## Aim
Write out every entry word for word.

## Input material
####
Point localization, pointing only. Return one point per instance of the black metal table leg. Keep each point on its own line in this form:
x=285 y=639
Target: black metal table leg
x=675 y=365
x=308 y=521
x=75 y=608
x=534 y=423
####
## Task output
Point localization, pointing only. Return one point per instance of the black metal table leg. Keep each point on its own line in this form:
x=285 y=639
Target: black metal table leg
x=675 y=365
x=308 y=521
x=75 y=608
x=534 y=423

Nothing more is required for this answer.